Задание A:
Где, согласно приведённому отрывку, учился автор романа?
Задание B:
Определите, соответствуют ли приведённому отрывку три утверждения, и для каждого дайте ответ «да» или «нет» с точной цитатой из отрывка, которая это решает. (i) Ближе к концу книги Швейк говорит, что жил на Виноградах несколько лет назад. (ii) Родиной автора романа названы Винограды. (iii) От упомянутого дома до пивной «У чаши» десять минут ходьбы.

Приведённый отрывок:
##############################

Новый Мир ( № 11 2012)
Шрифт:
— Не бойтесь, я — доктор Павек из Виноград.
Ага, было бы дело в этих самых Виноградах, сказал бы просто, без уточнения: я доктор Павек. А тут, значит, необходимо успокоить — не бойтесь, я сосед ваш. Значит, Винограды отпадают, круг сузился. В скобках заметим, что к концу книги, часть третья, глава вторая, и сам Швейк решительно определит то время, в которое имел он жительство в Виноградах, как давно прошедшее, “когда я несколько лет назад жил на Виноградах”. Ну и отлично. Естественным образом остается старый Новый Город — малая родина самого автора романа. Здесь он появился на свет, крестился и мальчишкой прислуживал в храме. Учился в гимназии и коммерческом институте. Пьянствовал, буянил и сиживал в участках. Здесь, среди множества адресов съемных квартир семьи, находим и адресок дома, от которого ровно одна прогулочная минута до пивной “У чаши” (1888 год). Угол Сокольской и На Бойишти, впрочем, тогда эта улица имела невероятно смешное в будущей исторической перспективе название У Психушки (У Блазинце). Конечно, ирония соединяет людей и судьбы крепче иных нитей, но хотелось бы, чтоб автор лично подтвердил. Угол Сокольской и На Бойишти. Но автор не торопится. Неудивительно, такая уж тут традиция. С-мский переулок никто на блюде не выносит, К-нов мост не сервирует на раз-два. Оно и понятно, чем меньше земля, тем она больше, необъятнее и дороже. И так, и сердцу.

##############################

Исходный листинг:

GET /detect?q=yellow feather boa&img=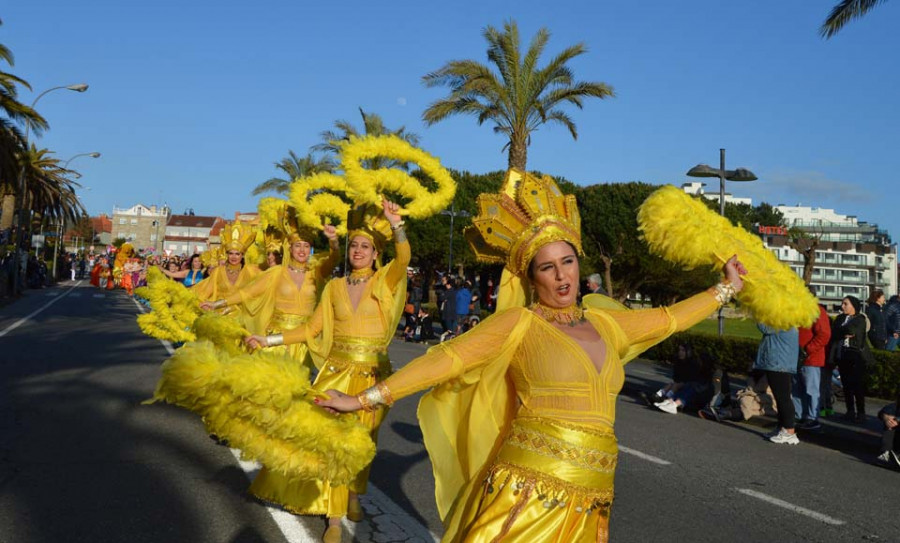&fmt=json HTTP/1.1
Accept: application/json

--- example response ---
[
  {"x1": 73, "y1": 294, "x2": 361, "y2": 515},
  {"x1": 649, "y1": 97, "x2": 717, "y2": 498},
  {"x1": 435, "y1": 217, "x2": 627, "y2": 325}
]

##############################

Ожидаемый ответ A:
Автор романа учился в гимназии и коммерческом институте.

Ожидаемый ответ B:
(i) Да: «когда я несколько лет назад жил на Виноградах».
(ii) Нет: «старый Новый Город — малая родина самого автора романа».
(iii) Нет: «ровно одна прогулочная минута до пивной “У чаши”».